‘Do we we spend enough time reading historians for how they write? Not their methods, or their arguments, but simply how they put a sentence together.’
This is the question I asked in a short post on ‘Radical Grammar‘, which appeared yesterday in Rachel Moss’s new mini-series on ‘radical historical writing’ on History Workshop Online.
It is a short post, which is fine by me. I like short writing, and think that short forms are strangely devalued by academic historians, especially considering how fundamental they are in many different ways to what we habitually do.
Book reviews, dictionary entries, abstracts, and blog posts are the beating heart of our scholarly exchanges. After all, we actually read these forms.
Perhaps we read them more than we read whole books, or even articles.
But short forms are always defined by what they leave out. What did I leave out of this post?
So many things. I wanted to point to a general principle – that we can use and abuse grammar in radical ways – rather than attempt to catalogue the many different possibilities of subversive sentence forms.
And I mentioned just a few examples, many of which are associated with the History Workshop tradition.
But more than this variety, what I regret leaving out is the implications.
Radical for the sake of radical is meaningless.
Radical grammatical forms are only meaningful in the service of some radical purpose. In the post, I celebrate historical writers who have had fun with breaking conventions, but what I wish I had done more clearly is spell out what purposes our choices of grammar serve.
I’ll just mention two examples, both to do with verbs.
The first is the active vs the passive voice. The choice to activate your sentences, to make someone or something an agent in history can in itself be a radical act. It recognises responsibility, even guilt, and it enshrines agency in grammar itself.
It’s why Joshua Adams argues against the use of the passive voice when reporting on police brutality and the Black Lives Matter protests.

● Data provided:
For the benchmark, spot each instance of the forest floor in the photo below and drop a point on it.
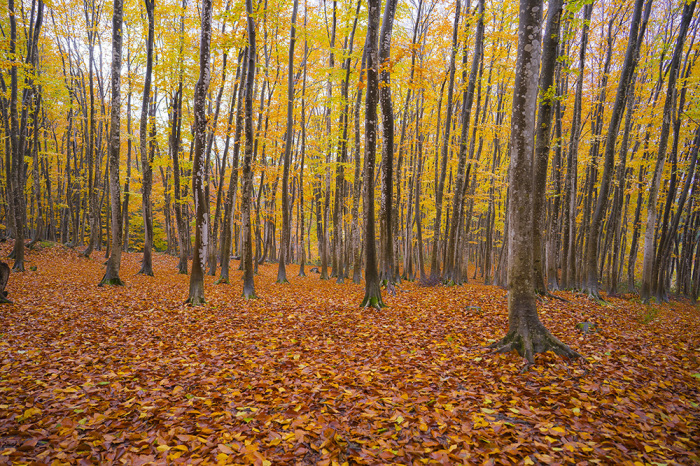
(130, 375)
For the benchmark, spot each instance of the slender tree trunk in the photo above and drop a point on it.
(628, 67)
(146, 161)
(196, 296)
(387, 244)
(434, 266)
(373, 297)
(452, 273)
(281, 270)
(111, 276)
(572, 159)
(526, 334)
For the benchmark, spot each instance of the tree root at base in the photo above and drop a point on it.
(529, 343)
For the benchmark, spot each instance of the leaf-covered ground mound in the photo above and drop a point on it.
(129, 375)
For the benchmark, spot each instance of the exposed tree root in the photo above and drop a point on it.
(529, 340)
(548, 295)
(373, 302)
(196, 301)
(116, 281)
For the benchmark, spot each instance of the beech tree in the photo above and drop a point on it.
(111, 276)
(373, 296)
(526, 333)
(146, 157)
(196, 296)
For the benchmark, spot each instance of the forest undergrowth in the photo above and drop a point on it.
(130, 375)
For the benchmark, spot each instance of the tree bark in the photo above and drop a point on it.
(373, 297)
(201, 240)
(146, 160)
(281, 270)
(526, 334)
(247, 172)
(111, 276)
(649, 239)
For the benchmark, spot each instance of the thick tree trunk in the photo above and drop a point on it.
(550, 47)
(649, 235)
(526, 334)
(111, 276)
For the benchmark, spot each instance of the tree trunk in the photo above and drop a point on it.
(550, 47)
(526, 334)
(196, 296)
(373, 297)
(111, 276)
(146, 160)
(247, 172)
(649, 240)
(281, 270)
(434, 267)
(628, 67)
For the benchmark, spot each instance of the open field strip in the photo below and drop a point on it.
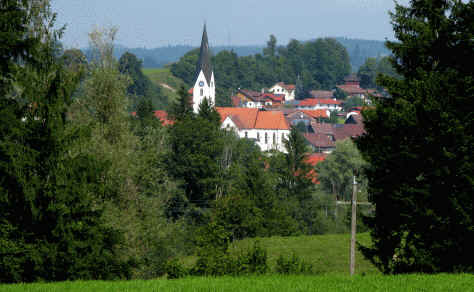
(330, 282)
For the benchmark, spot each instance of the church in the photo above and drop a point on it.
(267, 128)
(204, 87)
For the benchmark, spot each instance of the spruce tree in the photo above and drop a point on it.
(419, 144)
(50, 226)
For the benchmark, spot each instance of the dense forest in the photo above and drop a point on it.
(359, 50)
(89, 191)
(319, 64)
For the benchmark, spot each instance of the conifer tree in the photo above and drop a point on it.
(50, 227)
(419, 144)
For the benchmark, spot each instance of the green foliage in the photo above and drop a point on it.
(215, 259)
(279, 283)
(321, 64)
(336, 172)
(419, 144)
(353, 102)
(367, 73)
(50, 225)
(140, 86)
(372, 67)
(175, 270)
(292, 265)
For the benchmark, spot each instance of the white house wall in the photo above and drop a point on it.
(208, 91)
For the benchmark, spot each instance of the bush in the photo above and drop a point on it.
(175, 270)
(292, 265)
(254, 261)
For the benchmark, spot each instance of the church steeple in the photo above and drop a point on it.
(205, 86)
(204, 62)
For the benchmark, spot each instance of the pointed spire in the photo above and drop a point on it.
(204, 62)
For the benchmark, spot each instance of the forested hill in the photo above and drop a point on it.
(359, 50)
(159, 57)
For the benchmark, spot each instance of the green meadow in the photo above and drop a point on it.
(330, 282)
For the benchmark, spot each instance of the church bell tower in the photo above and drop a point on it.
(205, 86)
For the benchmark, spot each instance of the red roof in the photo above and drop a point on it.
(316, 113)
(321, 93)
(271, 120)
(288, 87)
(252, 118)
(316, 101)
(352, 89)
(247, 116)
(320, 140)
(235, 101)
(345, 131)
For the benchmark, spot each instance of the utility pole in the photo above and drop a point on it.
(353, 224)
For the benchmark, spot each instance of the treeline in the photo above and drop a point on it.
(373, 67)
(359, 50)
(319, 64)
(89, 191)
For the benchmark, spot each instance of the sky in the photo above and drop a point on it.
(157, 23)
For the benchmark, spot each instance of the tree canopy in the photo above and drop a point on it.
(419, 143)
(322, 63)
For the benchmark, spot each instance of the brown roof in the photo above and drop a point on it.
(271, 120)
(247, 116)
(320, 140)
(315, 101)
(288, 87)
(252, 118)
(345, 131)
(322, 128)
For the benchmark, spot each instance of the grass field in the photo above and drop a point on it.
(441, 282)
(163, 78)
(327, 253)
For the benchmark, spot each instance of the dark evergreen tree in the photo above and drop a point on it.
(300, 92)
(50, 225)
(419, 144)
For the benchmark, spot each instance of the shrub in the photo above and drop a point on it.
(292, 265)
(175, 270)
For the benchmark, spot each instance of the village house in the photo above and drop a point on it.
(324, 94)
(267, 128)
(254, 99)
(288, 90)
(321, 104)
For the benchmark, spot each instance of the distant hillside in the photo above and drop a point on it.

● Problem 1:
Answer these questions using the blog post on radical grammar:
(a) On which site did the post on 'Radical Grammar' appear?
(b) Which four short forms does the writer call the beating heart of scholarly exchanges?
(c) Whose argument against the passive voice is cited, and about what kind of reporting?
● Problem 2:
Duplicate the part of the blog post on radical grammar between "And I mentioned" and "is the implications.", inclusive.

● Response 1:
(a) History Workshop Online
(b) Book reviews, dictionary entries, abstracts, and blog posts
(c) Joshua Adams, about reporting on police brutality and the Black Lives Matter protests

● Response 2:
And I mentioned just a few examples, many of which are associated with the History Workshop tradition.
But more than this variety, what I regret leaving out is the implications.